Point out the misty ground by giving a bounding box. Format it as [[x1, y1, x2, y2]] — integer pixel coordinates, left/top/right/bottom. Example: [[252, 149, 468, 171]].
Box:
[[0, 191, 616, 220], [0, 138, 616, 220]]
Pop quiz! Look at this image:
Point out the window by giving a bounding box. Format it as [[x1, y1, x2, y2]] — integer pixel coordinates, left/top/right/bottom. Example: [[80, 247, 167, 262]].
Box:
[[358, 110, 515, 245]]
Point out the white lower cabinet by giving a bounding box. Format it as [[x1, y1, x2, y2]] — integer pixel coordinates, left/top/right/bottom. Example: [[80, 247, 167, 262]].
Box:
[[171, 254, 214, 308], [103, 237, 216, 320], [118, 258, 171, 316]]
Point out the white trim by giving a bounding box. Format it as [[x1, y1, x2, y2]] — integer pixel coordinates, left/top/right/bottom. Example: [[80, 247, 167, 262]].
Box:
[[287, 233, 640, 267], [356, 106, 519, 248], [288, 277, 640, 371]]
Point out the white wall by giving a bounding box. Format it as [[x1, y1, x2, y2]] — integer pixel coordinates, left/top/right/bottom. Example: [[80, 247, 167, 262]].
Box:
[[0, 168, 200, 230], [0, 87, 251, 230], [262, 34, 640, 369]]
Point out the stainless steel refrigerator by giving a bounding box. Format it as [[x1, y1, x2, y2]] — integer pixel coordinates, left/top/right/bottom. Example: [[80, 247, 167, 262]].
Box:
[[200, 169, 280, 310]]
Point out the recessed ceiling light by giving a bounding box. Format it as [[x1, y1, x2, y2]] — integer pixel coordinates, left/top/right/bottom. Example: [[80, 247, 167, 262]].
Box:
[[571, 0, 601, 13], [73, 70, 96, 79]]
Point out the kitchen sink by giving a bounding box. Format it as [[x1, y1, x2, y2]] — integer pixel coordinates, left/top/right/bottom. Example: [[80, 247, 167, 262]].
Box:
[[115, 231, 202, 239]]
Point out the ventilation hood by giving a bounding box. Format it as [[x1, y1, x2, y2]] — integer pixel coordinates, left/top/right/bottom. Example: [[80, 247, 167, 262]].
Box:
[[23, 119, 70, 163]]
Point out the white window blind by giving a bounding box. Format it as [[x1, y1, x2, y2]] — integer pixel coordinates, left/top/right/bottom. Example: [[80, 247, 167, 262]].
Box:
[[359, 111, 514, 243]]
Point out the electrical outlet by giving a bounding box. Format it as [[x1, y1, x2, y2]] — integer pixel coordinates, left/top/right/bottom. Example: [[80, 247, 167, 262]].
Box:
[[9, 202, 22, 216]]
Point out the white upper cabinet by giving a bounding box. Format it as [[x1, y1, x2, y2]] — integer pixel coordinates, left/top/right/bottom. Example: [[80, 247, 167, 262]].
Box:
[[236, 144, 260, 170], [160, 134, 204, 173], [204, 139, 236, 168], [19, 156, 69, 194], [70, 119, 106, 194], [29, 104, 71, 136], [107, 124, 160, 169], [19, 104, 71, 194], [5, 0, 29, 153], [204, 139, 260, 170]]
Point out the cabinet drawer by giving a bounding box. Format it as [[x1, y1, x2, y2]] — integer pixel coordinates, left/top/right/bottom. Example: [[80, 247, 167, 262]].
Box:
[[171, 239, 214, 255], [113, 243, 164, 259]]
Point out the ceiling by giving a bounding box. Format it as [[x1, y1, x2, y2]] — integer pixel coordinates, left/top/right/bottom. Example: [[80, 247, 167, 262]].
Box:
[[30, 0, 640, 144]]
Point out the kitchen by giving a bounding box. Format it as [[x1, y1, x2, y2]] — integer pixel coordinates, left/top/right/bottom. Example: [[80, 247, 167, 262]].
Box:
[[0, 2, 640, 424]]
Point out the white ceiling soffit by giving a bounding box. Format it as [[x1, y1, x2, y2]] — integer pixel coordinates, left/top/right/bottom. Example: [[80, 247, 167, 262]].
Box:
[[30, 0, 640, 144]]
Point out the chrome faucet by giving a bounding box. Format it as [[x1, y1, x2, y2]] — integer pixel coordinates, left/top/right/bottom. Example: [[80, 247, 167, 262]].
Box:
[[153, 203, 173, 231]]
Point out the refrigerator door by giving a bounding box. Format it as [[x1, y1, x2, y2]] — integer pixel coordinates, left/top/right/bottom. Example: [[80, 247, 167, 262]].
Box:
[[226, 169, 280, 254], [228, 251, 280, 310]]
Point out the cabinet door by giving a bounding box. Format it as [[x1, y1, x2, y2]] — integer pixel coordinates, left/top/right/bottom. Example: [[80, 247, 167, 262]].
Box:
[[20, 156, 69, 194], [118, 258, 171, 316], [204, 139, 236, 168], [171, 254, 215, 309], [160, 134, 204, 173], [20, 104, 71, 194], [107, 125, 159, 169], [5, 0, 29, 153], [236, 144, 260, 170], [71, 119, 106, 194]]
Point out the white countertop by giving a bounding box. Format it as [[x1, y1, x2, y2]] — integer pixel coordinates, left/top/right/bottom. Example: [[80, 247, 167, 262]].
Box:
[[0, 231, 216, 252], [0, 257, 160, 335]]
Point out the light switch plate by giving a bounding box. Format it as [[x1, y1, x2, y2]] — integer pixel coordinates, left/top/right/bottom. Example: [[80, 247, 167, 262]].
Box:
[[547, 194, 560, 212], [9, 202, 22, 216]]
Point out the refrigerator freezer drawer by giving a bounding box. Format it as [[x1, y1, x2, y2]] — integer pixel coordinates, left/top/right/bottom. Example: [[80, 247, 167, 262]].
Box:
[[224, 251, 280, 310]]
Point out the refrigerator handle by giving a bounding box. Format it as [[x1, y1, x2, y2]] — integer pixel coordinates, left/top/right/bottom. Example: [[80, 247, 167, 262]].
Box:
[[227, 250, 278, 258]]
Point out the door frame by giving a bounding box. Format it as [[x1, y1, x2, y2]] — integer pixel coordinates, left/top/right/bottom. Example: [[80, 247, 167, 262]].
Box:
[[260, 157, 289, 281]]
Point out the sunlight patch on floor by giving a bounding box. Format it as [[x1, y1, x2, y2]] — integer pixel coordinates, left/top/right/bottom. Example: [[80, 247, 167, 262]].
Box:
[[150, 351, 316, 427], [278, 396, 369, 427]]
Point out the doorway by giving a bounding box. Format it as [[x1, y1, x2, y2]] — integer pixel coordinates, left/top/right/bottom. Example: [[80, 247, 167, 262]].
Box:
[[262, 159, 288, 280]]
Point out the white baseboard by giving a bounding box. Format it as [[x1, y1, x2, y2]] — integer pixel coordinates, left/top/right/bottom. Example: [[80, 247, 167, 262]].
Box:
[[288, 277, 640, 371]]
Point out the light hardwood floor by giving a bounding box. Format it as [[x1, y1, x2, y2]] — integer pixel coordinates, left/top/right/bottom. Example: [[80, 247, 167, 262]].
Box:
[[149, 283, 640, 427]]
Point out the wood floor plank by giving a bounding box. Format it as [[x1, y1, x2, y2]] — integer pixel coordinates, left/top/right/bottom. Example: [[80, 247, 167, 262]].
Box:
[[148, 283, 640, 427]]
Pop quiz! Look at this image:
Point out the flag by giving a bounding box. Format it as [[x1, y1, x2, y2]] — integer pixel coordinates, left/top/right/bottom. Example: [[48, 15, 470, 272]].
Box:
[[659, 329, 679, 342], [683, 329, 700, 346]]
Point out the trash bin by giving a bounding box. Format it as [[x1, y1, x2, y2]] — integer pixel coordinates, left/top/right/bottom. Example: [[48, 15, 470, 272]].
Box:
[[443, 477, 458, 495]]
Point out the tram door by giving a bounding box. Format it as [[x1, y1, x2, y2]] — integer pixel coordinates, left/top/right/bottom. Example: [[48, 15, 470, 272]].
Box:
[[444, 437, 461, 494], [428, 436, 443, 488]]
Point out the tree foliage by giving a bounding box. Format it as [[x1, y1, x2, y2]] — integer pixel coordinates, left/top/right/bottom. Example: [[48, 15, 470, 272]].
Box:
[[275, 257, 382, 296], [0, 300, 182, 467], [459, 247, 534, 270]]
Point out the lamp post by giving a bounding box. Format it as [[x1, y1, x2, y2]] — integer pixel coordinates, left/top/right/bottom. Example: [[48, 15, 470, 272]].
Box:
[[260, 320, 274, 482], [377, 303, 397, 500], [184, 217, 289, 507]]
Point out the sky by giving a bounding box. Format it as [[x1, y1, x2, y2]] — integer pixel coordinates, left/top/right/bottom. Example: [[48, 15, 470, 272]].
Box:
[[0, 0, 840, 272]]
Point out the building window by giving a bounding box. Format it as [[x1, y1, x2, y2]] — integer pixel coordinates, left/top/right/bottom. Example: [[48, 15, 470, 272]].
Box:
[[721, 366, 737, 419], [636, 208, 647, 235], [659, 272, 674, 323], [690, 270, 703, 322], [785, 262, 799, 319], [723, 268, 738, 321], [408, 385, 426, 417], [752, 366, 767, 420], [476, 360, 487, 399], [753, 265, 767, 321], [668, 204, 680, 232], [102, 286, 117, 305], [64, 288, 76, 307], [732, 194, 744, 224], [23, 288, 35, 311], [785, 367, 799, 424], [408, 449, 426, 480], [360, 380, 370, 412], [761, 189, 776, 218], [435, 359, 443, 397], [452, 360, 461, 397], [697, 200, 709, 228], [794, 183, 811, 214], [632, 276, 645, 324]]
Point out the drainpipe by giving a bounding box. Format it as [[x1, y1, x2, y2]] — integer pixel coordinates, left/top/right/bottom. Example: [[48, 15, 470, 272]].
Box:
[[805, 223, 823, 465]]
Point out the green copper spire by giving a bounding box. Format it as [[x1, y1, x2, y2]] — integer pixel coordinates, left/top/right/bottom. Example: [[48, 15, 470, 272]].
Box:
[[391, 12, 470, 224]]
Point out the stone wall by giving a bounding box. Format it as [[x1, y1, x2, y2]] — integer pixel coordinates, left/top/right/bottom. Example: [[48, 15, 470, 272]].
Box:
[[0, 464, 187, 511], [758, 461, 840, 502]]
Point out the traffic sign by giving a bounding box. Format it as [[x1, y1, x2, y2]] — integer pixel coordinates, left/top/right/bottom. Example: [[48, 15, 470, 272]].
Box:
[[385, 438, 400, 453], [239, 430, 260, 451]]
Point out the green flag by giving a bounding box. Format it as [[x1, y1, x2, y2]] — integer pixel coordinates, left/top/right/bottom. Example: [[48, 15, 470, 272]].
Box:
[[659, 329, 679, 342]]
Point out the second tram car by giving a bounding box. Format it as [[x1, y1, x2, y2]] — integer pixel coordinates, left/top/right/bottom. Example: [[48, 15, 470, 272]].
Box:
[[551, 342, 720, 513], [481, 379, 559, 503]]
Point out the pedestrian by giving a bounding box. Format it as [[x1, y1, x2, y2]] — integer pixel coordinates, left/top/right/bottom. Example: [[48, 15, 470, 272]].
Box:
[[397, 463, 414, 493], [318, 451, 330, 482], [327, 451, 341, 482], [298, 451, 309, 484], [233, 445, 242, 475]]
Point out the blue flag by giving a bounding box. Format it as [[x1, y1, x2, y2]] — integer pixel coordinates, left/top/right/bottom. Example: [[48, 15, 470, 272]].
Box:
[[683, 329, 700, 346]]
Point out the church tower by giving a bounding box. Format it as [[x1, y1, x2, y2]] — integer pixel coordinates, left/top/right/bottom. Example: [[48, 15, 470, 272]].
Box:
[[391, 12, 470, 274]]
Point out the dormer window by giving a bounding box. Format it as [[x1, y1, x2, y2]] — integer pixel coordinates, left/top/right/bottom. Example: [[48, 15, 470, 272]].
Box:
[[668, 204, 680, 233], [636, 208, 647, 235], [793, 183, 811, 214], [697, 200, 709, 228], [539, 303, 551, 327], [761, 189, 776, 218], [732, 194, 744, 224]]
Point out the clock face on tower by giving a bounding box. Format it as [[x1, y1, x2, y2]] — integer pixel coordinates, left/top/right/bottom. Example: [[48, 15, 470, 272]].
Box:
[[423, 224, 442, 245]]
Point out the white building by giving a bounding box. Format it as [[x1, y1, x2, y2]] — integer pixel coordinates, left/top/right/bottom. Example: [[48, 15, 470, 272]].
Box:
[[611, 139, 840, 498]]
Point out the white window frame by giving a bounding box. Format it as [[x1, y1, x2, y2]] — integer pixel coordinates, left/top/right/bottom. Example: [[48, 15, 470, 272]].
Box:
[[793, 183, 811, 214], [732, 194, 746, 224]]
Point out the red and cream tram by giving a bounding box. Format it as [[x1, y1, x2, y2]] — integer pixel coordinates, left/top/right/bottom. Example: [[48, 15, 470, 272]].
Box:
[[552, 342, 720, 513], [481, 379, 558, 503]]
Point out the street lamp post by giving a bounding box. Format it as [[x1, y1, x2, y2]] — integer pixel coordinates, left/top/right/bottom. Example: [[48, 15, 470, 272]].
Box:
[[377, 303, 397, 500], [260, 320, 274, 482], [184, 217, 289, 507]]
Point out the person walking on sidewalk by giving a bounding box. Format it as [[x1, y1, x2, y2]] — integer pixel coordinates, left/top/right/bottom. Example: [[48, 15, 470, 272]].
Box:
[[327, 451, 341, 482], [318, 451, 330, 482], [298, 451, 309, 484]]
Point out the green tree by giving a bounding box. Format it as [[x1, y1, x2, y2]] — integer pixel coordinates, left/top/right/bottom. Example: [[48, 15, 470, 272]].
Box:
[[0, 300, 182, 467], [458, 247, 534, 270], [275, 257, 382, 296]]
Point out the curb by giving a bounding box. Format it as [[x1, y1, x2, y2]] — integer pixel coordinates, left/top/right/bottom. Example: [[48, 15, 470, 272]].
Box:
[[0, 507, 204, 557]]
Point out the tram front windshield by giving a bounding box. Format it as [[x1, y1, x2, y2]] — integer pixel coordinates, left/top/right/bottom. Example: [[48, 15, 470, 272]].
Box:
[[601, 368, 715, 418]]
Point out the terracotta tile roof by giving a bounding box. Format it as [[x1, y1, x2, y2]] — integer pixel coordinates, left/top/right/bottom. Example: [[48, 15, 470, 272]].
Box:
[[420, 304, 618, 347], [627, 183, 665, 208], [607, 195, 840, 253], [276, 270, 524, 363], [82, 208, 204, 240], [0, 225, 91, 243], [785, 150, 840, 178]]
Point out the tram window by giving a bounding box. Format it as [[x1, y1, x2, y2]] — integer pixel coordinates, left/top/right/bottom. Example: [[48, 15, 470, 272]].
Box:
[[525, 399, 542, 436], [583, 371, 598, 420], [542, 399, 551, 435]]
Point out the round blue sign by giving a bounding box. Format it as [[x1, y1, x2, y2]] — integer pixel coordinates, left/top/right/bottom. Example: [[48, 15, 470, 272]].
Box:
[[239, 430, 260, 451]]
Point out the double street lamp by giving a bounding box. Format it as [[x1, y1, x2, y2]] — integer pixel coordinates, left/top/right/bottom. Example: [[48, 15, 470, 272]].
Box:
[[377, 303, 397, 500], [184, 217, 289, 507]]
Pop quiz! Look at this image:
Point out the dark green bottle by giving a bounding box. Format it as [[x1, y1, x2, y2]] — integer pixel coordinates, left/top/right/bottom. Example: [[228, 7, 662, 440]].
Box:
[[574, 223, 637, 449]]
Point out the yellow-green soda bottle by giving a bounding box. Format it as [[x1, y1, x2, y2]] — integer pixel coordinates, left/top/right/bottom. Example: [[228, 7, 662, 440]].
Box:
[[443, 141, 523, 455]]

════════════════

## Exercise
Retype only the lines running from the line with "Point out the yellow-green" to the end of the listing, including both of those lines.

## Answer in full
Point out the yellow-green soda bottle by giving a bounding box. Format it as [[x1, y1, x2, y2]] — integer pixel coordinates, left/top/right/bottom. Example: [[228, 7, 662, 440]].
Box:
[[443, 141, 523, 455]]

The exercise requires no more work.